## Exercise brief
Each line from the one holding "Target: pumpkin stem" through the final line of the data below is to be given again exactly, and no other line is to appear.

Region pointing data:

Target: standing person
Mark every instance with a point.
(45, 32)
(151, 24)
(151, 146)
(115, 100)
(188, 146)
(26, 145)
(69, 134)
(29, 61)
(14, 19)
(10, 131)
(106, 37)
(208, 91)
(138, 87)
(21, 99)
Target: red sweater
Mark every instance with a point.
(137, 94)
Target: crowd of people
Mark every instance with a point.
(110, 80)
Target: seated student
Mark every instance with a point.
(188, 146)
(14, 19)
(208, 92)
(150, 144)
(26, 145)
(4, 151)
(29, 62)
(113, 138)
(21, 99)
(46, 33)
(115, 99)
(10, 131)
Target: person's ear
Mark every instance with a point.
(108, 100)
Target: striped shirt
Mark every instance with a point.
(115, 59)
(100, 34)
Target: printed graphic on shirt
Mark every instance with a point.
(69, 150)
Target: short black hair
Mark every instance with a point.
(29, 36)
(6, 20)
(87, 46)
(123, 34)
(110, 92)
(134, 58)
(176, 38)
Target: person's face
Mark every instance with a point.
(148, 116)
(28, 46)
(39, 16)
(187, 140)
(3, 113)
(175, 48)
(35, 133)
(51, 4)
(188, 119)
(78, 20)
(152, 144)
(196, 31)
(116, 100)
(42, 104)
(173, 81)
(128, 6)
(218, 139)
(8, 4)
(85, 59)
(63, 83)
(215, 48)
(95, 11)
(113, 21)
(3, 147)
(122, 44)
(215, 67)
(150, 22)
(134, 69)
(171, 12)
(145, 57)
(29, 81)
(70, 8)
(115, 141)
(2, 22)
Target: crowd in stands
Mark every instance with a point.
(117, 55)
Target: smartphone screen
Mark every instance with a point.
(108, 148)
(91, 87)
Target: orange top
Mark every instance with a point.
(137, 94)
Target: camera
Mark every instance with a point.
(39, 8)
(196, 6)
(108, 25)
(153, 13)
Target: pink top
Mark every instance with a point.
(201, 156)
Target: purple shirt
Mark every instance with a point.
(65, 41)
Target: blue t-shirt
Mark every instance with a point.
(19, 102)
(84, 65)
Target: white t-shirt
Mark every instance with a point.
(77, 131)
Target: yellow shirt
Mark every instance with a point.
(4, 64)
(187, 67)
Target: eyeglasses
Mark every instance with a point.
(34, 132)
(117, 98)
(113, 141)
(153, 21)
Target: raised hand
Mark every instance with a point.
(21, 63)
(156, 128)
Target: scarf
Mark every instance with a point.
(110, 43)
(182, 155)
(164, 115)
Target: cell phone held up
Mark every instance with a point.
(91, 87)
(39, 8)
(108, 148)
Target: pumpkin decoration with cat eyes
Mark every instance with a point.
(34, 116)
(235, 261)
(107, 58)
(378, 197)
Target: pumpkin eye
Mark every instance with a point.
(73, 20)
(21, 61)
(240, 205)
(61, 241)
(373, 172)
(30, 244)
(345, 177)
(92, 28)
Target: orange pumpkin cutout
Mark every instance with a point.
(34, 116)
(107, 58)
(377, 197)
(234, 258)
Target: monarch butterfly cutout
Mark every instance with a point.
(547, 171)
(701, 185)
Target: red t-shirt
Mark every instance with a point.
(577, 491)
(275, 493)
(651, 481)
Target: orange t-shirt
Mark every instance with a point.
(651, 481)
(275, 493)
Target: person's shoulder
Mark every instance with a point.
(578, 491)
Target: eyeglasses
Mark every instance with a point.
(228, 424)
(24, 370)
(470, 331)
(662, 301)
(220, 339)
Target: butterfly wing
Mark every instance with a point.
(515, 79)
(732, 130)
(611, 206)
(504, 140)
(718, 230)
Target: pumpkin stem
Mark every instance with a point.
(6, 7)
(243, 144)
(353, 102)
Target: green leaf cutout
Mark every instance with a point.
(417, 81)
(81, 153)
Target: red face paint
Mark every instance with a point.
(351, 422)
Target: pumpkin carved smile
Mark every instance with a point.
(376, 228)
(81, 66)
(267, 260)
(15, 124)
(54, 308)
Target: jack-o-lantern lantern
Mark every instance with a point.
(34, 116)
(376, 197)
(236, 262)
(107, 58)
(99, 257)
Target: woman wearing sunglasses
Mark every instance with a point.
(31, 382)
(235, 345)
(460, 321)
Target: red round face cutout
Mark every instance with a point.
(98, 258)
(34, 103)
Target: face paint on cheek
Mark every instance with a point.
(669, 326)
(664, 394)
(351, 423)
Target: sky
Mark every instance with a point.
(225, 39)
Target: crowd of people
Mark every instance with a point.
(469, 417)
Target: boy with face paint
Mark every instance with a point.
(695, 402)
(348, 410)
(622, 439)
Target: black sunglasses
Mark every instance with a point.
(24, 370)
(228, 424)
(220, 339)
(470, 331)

## Final answer
Target: pumpkin stem
Mark every instance with a point.
(6, 7)
(243, 144)
(353, 102)
Target: green leaf cutout
Mark every instance with a point.
(417, 81)
(81, 153)
Target: red face paint
Mark every instance with a point.
(351, 422)
Target: pumpkin carved smile
Mark every instance with a point.
(376, 228)
(81, 66)
(267, 260)
(15, 124)
(54, 308)
Target: jack-o-lantern lantern
Mark every instance with a point.
(34, 116)
(376, 197)
(236, 262)
(107, 58)
(99, 257)
Target: woman wearing sunglasses
Mark every instance with a point.
(31, 382)
(235, 345)
(460, 321)
Target: red round face cutout
Mark every instance with a point.
(98, 258)
(34, 103)
Target: face paint on cheek
Mark every instance with a point.
(669, 326)
(664, 394)
(351, 423)
Target: sky
Mark every instance with a point.
(225, 39)
Target: crowd of people
Mark every instance with a point.
(469, 417)
Target: boy with face paint
Mark every instance with a point.
(695, 402)
(348, 410)
(622, 439)
Target: black sunglasses
Mark every instance with a point.
(24, 370)
(228, 424)
(220, 339)
(470, 331)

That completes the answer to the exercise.